The UK grows and exports more legal cannabis for medicinal and scientific use than anywhere else in the world, but doesn’t let NHS patients have any.
What it means: UK government policy doesn’t recognise any medicinal uses of cannabis. But according to the UN’s International Narcotics Control Board, we produced 95 tonnes of the stuff in 2016 – 44.9% of the world total. Most of it is grown by a pharmaceuticals company which makes the UK’s only cannabis derived medicine. It’s on offer in Wales, but not in the UK, unless you pay for it privately.
Legalisation campaigners are saying it’s hypocritical that official government policy states cannabis doesn’t have medicinal uses, yet it licenses growing and exporting it. They say a lack of access is forcing people to turn to the illegal market, a problem that countries with legal access to cannabis don’t have.

» **PROMPT 1**: Retype the passage on UK medicinal cannabis between "The UK grows" and "cannabis don’t have.", inclusive.
» **PROMPT 2**: Continue the passage on UK medicinal cannabis policy from the point where it stops.

» **ENTRIES SUPPLIED**:
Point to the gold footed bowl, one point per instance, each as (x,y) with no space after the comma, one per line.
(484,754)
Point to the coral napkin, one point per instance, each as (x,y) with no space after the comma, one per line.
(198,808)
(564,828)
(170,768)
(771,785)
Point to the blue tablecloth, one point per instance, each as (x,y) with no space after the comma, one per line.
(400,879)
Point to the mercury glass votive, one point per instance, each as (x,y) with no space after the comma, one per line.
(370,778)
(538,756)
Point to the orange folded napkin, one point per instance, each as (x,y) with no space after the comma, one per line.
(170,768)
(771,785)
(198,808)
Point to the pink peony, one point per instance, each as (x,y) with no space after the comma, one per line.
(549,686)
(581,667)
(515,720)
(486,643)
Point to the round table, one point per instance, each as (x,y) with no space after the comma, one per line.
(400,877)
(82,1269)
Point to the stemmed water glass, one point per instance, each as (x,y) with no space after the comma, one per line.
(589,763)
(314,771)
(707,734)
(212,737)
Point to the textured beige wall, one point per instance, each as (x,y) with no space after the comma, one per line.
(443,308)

» **WRITTEN RESPONSE 1**:
The UK grows and exports more legal cannabis for medicinal and scientific use than anywhere else in the world, but doesn’t let NHS patients have any.
What it means: UK government policy doesn’t recognise any medicinal uses of cannabis. But according to the UN’s International Narcotics Control Board, we produced 95 tonnes of the stuff in 2016 – 44.9% of the world total. Most of it is grown by a pharmaceuticals company which makes the UK’s only cannabis derived medicine. It’s on offer in Wales, but not in the UK, unless you pay for it privately.
Legalisation campaigners are saying it’s hypocritical that official government policy states cannabis doesn’t have medicinal uses, yet it licenses growing and exporting it. They say a lack of access is forcing people to turn to the illegal market, a problem that countries with legal access to cannabis don’t have.

» **WRITTEN RESPONSE 2**:
The government sets the rules that define what can and can’t be produced and traded in the UK, so it seems strange that it’d allow businesses to make money out of growing weed for medicines (which seems like an acknowledgement that the medicines exist and work) without letting citizens access those treatments.
Then again, maybe the government’s just saying business is business, and if there’s a market for the goods somewhere else, there’s nothing wrong with making money off it, even if we’ve not legalised it for medicinal use ourselves.